● What to produce
Return everything from the line containing "task: provide the outline of the child's" down to the end of the items, copied word for word. Include both of those ends and nothing else.

(Region annotation entries)
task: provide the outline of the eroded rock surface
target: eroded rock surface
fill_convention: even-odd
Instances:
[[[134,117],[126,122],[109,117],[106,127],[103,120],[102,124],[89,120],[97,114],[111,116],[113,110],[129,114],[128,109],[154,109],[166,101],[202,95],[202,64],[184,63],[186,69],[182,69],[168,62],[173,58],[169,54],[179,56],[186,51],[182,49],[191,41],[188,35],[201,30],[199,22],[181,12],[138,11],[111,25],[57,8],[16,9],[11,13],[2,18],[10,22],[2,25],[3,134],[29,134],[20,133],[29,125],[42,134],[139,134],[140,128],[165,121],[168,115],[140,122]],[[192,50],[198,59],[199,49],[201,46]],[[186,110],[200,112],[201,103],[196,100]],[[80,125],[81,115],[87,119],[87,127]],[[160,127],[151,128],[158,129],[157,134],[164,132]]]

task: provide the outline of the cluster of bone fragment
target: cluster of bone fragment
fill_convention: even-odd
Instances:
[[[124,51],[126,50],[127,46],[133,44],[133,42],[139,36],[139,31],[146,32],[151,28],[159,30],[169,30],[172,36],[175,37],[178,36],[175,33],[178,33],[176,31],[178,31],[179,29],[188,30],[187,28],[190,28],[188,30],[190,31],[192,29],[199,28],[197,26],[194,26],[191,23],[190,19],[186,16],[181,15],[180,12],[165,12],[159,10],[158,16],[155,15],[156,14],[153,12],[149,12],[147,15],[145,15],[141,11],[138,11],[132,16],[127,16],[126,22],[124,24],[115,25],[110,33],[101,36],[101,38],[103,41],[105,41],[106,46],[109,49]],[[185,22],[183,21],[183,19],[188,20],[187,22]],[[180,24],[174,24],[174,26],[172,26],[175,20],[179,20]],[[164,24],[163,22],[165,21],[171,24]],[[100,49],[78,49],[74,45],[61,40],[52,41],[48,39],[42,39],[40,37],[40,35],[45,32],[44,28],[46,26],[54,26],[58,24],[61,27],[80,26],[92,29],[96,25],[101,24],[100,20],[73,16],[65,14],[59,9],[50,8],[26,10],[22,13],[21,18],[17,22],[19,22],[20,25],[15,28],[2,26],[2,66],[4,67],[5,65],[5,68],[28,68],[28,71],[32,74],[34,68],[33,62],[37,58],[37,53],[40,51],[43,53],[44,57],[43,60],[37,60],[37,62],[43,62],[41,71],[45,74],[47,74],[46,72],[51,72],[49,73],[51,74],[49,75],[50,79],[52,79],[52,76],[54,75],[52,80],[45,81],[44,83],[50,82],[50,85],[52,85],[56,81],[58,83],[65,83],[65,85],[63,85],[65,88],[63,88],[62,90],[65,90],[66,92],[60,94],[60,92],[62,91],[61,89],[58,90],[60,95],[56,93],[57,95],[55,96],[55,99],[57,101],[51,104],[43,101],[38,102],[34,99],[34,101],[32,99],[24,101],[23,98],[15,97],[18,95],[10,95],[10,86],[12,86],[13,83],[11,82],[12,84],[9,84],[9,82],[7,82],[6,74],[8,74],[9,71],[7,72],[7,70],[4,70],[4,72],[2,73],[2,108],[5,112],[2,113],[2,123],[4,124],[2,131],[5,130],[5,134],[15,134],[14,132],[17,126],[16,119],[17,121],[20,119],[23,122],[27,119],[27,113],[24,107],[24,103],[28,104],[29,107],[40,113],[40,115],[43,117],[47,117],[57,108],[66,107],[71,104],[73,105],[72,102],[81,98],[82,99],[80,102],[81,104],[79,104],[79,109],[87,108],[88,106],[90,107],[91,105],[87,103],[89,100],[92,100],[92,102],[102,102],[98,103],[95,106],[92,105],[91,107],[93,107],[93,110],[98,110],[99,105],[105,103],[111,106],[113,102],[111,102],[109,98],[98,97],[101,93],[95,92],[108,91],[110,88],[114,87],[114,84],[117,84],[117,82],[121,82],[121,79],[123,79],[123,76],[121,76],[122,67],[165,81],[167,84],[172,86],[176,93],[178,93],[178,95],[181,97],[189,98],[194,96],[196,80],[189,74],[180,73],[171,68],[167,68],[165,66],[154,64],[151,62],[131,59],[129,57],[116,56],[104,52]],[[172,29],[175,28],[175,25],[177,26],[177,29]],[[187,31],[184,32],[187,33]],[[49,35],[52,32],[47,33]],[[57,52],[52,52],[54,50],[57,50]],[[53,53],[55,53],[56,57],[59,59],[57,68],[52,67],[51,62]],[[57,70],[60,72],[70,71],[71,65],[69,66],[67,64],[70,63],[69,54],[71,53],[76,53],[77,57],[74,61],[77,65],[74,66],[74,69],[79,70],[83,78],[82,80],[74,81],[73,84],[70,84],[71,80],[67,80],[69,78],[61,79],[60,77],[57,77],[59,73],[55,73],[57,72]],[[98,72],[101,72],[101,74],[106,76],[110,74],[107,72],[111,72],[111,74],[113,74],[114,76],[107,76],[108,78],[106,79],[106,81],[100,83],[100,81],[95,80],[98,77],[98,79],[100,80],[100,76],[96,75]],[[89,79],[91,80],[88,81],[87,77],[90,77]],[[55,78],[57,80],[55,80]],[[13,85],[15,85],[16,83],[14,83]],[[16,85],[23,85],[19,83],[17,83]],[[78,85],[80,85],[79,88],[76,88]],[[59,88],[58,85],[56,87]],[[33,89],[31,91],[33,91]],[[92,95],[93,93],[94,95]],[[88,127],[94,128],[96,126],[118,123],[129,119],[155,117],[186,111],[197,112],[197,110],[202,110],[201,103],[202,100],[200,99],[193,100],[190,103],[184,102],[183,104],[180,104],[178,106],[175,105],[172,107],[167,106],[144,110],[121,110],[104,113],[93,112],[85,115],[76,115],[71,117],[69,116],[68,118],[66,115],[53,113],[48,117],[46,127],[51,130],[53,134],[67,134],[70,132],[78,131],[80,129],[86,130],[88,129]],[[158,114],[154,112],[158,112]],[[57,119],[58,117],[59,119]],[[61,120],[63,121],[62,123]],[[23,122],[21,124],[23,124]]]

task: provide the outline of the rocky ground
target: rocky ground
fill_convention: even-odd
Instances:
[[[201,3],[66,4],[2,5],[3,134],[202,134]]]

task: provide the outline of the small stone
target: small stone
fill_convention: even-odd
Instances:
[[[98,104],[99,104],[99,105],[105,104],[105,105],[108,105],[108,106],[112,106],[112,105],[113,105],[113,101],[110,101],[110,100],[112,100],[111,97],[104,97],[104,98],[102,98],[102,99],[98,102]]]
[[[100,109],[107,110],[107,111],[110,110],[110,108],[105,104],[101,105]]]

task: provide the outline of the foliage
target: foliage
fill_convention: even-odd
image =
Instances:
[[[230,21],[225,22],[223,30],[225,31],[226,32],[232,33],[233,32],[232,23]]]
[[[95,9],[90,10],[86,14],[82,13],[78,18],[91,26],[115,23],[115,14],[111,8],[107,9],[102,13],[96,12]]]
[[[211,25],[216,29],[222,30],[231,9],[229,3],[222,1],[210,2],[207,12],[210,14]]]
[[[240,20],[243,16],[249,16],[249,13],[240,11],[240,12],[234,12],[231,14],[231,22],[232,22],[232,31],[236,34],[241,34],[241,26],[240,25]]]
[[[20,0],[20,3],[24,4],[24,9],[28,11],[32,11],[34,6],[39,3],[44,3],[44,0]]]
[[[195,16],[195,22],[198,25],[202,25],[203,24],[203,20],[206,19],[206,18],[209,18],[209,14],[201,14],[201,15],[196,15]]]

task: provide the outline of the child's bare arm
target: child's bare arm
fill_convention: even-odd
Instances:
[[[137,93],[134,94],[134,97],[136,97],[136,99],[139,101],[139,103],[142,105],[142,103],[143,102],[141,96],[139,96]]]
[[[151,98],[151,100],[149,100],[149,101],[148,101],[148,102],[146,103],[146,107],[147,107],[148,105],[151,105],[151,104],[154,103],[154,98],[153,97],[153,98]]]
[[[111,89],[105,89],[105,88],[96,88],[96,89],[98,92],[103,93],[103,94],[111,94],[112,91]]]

● Exercise result
task: provide the outline of the child's bare arm
target: child's bare arm
fill_convention: even-odd
Instances:
[[[137,93],[134,94],[134,97],[136,97],[136,99],[139,101],[139,103],[142,105],[142,103],[143,102],[141,96],[139,96]]]
[[[151,98],[151,100],[149,100],[149,101],[148,101],[148,102],[146,103],[146,107],[147,107],[148,105],[151,105],[151,104],[154,103],[154,98],[153,97],[153,98]]]
[[[111,89],[105,89],[105,88],[96,88],[96,89],[98,92],[103,93],[103,94],[111,94],[112,91]]]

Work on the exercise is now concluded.